* [Texto para ler]:
# # #
Tendo em conta a forma como a nossa economia transacionável foi desmantelada desde a adesão à CEE, tendo em conta a entrada da China no palco do comércio mundial, parece-me a mim que fica muito difícil taparmos o Sol com uma peneira, fazendo de conta que o Freddie Krueger não voltará...
A nossa crise não é (só) de liquidez.
E, a partir desta conclusão, das duas uma:
A)Ou aprofunda-se o federalismo europeu, e não passaremos de uma região desertificada do sul da europa a viver cronicamente da esmola do norte (cujo pé sobre nós nunca será nada leve).
B)Ou saímos do euro.
O que não é possível é conceber uma saída alternativa a estas duas.
A alternativa A nunca vai ter lugar, uma vez que a narrativa de que os coitados do norte suportam os preguiçosos do sul já está excessivamente entranhada no seu eleitorado.
Logo, talvez B) seja pura e simplesmente inevitável.
A verdadeira questão é:
Negociamos a saída B) agora, quando ainda somos sistemicamente significativos no dominó dos bancos alemães?
Ou será que preferimos a consciência tranquila da inação, ficando a ver “no que isto dá”, depois dessa dívida deixar de ser ameaçadora para a alta finança alemã e francesa?
Esta é a minha angústia existencial.
Peço desculpa não só por
Peço desculpa não só por intrometer-me neste debate, mas tambem pelo meu portugues. Sou italiano mas moro há 11 anos em Portugal e obviamente estou preocupado pelo futuro deste pais tal como do meu.
Acho correctos os primeiros 3 pontos desta analise embora no ponto 2 iria mudar "gente perigosissima" por "gente que está, pela própria arquitectura institucional europeia, longe de qualquer tipo de controle democratico".
# # #
* [Dados do exercício]:
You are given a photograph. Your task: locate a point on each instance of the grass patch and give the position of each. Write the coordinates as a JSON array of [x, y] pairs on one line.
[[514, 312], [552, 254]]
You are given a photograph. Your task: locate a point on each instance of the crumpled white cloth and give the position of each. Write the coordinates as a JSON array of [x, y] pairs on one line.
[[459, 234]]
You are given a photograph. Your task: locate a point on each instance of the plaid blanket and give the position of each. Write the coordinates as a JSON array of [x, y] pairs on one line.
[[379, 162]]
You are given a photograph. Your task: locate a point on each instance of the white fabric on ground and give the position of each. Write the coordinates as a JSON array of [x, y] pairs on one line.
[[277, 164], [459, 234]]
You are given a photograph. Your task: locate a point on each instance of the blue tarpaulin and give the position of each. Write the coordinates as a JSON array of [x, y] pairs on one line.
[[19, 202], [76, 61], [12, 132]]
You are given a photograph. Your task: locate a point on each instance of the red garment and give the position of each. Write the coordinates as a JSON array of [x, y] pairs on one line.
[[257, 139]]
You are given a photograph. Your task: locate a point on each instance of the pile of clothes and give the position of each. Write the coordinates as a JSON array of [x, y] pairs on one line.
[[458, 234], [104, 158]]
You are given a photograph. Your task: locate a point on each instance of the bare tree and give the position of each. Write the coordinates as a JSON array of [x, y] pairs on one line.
# # #
* [Tarefa 1]:
Indica se cada afirmação está de acordo com o texto e responde sim ou não, citando as palavras do texto que o decidem: (a) O texto afirma que a crise é apenas de liquidez. (b) Segundo o texto, a alternativa A nunca vai ter lugar. (c) No texto, quem escreve declara ser italiano e morar em Portugal há 11 anos.
* [Tarefa 2]:
Reescreve o troço das entradas que vai da linha que contém "of the crumpled" até à linha que contém "[[379, 162]]", substituindo "plaid blanket" por "striped blanket" e deixando tudo o resto igual.
O texto e as entradas provêm de fontes diferentes.

* [Resposta completa 1]:
(a) Não: "A nossa crise não é (só) de liquidez."
(b) Sim: "A alternativa A nunca vai ter lugar"
(c) Sim: "Sou italiano mas moro há 11 anos em Portugal"

* [Resposta completa 2]:
You are given a photograph. Your task: locate a point on each instance of the crumpled white cloth and give the position of each. Write the coordinates as a JSON array of [x, y] pairs on one line.
[[459, 234]]
You are given a photograph. Your task: locate a point on each instance of the striped blanket and give the position of each. Write the coordinates as a JSON array of [x, y] pairs on one line.
[[379, 162]]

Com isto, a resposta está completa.